EXERCISE TASK — Please copy out, unchanged, everything from the line containing "In the photo above, where can the tower window" down to the final one of the lines below.

EXTRACTED DATA —
((
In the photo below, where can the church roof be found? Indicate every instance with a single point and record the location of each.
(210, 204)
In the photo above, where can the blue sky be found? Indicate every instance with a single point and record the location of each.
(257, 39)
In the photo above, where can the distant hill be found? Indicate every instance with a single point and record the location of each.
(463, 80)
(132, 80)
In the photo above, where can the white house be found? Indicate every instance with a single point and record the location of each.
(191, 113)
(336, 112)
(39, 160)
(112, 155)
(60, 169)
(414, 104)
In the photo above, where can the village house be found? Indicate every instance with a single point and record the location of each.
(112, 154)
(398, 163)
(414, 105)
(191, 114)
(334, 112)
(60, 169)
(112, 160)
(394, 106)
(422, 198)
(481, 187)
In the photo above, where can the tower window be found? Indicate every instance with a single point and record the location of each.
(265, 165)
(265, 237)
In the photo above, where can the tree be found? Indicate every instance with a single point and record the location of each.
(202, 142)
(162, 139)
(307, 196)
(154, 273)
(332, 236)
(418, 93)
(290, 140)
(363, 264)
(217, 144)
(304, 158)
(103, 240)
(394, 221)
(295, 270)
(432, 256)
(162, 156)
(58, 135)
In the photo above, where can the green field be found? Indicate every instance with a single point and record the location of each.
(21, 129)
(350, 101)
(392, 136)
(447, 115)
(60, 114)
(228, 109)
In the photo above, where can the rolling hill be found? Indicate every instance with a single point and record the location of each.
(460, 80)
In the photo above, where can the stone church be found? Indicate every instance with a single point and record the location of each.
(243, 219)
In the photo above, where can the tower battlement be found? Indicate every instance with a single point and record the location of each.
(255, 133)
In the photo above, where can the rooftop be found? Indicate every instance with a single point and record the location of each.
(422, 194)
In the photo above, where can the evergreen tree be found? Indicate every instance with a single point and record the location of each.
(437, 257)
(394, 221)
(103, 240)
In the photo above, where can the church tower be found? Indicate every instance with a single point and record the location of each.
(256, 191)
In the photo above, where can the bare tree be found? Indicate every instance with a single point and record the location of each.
))
SOLUTION FOR THIS TASK —
In the photo above, where can the tower window be found? Indicate every instance with a single point and record the location of each.
(265, 165)
(265, 237)
In the photo above, where can the tree be found? Indicate every instance with a single point and record the location of each.
(202, 142)
(162, 139)
(307, 196)
(154, 273)
(332, 236)
(418, 93)
(290, 140)
(363, 264)
(217, 144)
(304, 158)
(103, 240)
(394, 221)
(295, 270)
(432, 256)
(162, 156)
(58, 135)
In the photo above, where can the green field be found? Indicate every instance with a single point and record the location of each.
(21, 129)
(350, 101)
(392, 136)
(447, 115)
(60, 114)
(228, 109)
In the photo above, where can the rolling hill be found? Indicate every instance with a single point and record the location of each.
(460, 80)
In the photo above, where can the stone church be found? Indicate every instance with a single point and record the location of each.
(243, 219)
In the photo above, where can the tower battlement be found? Indicate every instance with a single point and record the location of each.
(255, 133)
In the photo above, where can the rooftop be found? Indicate every instance with a single point and record the location of each.
(422, 194)
In the photo above, where can the evergreen tree be found? Indicate every instance with a single point and record the location of each.
(437, 257)
(394, 221)
(103, 240)
In the photo above, where can the church tower be found? Indicate every instance with a single point and record the location of each.
(256, 191)
In the photo above, where can the bare tree be found? Indicate every instance with a single point and record the location of each.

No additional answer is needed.